In the material below, reproduce the lines from the one containing "the tail boom" through the end of the material, inclusive, substituting "reference" for "ground-truth" and leaving everything else unchanged.

(Exercise materials)
● ● ● ● ●

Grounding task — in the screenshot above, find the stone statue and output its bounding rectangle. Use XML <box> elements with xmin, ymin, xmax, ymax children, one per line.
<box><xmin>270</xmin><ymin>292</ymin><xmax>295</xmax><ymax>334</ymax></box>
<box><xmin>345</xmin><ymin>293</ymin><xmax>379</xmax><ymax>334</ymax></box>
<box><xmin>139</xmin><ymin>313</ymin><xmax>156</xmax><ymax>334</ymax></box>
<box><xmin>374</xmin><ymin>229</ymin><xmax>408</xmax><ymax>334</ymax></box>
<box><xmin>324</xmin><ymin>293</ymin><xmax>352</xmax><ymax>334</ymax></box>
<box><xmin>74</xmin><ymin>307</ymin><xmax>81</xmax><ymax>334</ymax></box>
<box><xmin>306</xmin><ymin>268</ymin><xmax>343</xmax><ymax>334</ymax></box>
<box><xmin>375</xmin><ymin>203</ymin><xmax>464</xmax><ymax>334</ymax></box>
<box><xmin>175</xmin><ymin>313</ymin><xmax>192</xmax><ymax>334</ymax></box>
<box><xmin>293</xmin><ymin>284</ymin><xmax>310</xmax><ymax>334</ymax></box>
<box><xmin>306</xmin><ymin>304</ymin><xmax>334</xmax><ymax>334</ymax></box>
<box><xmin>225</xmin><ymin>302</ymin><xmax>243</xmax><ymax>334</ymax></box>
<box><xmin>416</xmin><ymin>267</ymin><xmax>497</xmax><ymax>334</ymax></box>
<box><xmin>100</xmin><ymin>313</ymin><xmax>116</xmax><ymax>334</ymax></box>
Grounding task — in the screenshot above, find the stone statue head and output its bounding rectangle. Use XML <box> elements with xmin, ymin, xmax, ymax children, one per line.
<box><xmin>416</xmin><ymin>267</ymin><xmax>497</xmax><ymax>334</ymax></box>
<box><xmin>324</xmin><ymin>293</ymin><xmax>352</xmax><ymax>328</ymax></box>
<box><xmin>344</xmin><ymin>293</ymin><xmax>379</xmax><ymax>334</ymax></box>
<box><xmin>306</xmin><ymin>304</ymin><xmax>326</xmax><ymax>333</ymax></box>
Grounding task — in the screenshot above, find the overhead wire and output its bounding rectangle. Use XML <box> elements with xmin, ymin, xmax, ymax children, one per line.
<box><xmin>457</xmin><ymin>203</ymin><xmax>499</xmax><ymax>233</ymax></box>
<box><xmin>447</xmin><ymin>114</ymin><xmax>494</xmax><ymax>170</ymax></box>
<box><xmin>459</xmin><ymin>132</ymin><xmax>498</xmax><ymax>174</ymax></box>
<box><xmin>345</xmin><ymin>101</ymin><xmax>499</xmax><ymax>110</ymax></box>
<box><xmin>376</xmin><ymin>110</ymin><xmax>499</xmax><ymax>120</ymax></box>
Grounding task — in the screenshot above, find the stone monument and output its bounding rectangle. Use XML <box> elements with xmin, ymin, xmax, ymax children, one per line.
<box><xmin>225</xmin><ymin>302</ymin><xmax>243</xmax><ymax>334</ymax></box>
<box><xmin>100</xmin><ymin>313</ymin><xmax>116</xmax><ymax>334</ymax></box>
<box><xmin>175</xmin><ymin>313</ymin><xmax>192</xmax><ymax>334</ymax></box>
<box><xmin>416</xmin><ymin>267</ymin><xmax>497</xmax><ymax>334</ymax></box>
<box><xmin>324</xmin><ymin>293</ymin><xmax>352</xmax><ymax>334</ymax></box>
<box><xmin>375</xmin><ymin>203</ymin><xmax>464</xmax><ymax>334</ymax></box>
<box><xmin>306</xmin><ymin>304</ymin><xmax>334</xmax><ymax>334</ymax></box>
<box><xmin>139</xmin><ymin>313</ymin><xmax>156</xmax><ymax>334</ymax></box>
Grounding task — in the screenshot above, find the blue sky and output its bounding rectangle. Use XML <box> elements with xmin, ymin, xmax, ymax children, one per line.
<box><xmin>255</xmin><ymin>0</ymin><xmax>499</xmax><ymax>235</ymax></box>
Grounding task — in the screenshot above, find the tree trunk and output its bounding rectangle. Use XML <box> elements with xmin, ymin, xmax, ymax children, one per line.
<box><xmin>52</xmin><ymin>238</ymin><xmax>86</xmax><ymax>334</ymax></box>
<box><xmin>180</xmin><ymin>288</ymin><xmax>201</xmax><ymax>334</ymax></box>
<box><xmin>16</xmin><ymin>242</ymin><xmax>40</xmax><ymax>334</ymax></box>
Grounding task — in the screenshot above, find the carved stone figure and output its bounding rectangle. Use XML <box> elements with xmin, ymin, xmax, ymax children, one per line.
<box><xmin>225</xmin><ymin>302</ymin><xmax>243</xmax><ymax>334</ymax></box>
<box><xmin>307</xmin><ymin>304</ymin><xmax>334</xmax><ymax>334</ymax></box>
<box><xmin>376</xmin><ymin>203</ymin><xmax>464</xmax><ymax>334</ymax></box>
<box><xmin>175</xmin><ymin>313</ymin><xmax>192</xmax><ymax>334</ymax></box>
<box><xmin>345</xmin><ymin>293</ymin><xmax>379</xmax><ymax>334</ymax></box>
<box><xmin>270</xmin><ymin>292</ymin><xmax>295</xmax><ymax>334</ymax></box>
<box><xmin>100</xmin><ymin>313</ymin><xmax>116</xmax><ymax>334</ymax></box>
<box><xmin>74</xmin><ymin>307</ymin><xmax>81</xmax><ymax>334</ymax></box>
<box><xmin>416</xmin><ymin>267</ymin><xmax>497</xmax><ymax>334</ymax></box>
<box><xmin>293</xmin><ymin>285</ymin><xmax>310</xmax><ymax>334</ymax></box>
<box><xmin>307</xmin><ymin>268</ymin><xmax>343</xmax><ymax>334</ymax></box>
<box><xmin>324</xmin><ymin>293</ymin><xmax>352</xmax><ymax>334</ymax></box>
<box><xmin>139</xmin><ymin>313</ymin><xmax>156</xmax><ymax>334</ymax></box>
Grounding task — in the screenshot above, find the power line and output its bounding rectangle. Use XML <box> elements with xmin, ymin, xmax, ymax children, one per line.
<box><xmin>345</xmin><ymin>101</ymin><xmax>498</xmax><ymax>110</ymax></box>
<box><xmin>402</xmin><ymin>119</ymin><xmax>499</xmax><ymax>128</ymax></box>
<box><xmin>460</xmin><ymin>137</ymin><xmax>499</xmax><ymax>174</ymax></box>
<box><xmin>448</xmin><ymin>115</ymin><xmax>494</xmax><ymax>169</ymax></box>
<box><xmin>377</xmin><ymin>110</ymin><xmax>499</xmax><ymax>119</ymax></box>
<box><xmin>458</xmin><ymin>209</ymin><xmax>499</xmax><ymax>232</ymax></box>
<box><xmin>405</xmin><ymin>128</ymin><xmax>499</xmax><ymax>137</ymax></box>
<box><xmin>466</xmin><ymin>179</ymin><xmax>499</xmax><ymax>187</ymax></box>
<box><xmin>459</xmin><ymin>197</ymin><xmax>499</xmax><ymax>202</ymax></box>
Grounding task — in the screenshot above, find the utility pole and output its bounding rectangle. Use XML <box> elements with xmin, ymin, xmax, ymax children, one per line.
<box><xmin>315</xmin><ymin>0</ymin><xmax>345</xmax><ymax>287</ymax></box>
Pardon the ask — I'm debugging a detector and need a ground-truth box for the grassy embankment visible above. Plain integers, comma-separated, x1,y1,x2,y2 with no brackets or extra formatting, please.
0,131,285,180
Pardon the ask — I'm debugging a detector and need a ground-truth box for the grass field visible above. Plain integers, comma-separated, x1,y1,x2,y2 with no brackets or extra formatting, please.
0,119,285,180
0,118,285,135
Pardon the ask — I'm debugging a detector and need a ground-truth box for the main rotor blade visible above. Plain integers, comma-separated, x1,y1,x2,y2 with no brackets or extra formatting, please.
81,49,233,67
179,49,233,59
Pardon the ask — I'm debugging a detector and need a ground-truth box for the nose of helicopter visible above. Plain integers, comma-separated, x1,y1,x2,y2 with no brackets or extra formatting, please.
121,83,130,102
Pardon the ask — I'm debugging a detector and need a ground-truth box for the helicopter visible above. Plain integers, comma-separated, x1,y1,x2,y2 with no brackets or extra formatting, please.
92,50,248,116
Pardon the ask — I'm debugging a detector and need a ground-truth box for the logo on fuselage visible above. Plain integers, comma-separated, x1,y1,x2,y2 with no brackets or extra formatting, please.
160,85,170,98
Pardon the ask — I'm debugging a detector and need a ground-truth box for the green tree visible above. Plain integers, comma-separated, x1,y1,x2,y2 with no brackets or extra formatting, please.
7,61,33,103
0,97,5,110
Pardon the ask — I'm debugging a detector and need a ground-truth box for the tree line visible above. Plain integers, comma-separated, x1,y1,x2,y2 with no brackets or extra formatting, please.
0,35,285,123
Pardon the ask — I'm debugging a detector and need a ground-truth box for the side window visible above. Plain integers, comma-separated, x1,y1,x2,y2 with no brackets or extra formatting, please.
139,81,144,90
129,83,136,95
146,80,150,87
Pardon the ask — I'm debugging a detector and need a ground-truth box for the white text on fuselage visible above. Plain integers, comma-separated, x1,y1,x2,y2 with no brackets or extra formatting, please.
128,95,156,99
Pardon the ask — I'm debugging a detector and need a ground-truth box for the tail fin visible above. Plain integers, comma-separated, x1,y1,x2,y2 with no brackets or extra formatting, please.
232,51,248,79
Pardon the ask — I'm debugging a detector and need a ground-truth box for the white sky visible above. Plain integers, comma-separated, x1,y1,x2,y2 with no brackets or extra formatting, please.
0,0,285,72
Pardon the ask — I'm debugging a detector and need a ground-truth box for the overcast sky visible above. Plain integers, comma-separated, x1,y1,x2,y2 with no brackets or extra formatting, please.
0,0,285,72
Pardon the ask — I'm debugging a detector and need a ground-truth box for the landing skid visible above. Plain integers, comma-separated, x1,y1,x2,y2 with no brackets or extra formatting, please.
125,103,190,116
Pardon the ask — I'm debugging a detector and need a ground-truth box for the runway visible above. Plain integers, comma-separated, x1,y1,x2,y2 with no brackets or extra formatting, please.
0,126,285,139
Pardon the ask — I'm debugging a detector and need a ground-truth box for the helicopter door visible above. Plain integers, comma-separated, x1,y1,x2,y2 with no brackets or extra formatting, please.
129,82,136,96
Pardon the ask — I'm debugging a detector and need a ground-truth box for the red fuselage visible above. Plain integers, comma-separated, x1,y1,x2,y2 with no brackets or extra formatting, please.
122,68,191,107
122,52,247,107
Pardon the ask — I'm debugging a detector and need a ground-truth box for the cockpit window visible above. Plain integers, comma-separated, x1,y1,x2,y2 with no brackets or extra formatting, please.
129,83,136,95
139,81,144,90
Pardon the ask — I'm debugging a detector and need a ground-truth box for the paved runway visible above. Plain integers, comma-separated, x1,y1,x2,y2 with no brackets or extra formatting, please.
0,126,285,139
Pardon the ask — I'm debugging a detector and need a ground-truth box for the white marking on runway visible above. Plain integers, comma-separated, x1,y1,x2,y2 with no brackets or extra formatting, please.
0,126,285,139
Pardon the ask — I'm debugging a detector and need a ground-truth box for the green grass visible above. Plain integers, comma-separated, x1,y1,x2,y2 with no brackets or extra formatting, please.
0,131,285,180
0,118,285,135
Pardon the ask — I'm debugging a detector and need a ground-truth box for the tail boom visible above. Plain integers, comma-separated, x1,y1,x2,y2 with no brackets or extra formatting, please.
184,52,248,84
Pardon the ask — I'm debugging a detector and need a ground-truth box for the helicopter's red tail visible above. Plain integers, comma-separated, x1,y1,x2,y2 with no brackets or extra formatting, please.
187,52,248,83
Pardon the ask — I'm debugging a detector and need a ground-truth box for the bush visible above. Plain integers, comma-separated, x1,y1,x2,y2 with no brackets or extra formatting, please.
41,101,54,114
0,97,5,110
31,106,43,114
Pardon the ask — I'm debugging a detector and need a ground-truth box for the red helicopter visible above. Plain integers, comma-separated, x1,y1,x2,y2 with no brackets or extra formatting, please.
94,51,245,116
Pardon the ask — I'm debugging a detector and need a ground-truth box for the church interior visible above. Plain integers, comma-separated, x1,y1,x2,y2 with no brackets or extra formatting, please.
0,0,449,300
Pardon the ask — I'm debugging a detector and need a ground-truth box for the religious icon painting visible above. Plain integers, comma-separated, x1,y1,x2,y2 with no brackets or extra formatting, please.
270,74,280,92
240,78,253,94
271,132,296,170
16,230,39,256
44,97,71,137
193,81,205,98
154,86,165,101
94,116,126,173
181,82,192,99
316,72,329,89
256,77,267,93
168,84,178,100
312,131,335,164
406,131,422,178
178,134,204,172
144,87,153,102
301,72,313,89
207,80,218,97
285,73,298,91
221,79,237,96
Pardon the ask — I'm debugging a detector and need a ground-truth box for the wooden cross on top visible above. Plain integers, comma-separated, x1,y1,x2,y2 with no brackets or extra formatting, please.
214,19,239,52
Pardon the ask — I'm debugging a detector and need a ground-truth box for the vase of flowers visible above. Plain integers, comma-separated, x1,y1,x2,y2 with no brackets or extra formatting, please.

● ● ● ● ●

(Result of the exercise)
Pardon the ask — I'm debugging a detector and need a reference box for the tail boom visible above. Plain integers, comma-separated, x1,y1,x2,y2 with no brackets or extra formatting, please.
184,52,248,84
Pardon the ask — I'm debugging a detector and need a reference box for the helicopter's red tail visible above. Plain integers, comma-separated, x1,y1,x2,y2 with no brackets or extra formatting, please.
187,52,248,83
Pardon the ask — I'm debugging a detector and need a reference box for the bush visible above. Plain integers, comma-separated, x1,y1,x2,y2 with no brackets or extra formatting, please.
41,101,54,114
0,97,5,110
31,106,43,114
Pardon the ask — I'm debugging a detector and need a reference box for the red helicopter visible above. Plain integers, comma-separated, x1,y1,x2,y2 with no brackets or extra formatting, please.
94,51,245,116
Pardon the ask — I'm debugging a detector and need a reference box for the church interior visible above. Plain integers, comma-separated, x1,y1,x2,y2 with no brackets or extra formatting, please.
0,0,449,300
Pardon the ask — I'm debugging a detector and need a reference box for the religious icon painting visible above. Plain integers, comma-separated, x1,y1,x2,y2 with no brackets or extra formatting, please.
270,74,280,92
240,78,253,94
271,132,296,170
16,230,39,256
44,97,71,137
193,81,205,98
154,86,165,101
94,116,126,173
181,82,192,99
316,72,329,89
256,77,267,93
168,84,178,100
312,131,335,164
406,131,422,178
178,134,204,172
144,87,153,102
301,72,313,89
207,80,218,97
285,73,298,91
221,79,237,96
Pardon the ask — I'm debugging a detector and need a reference box for the wooden cross on top visible above. Plain integers, comma-separated, x1,y1,x2,y2 with no brackets or extra formatting, please.
214,19,239,52
Pardon the ask — I'm debugging a detector and need a reference box for the vase of flowers visible above. Plain integers, comma-separated, x1,y1,x2,y2 with no brackets or extra formatting, please.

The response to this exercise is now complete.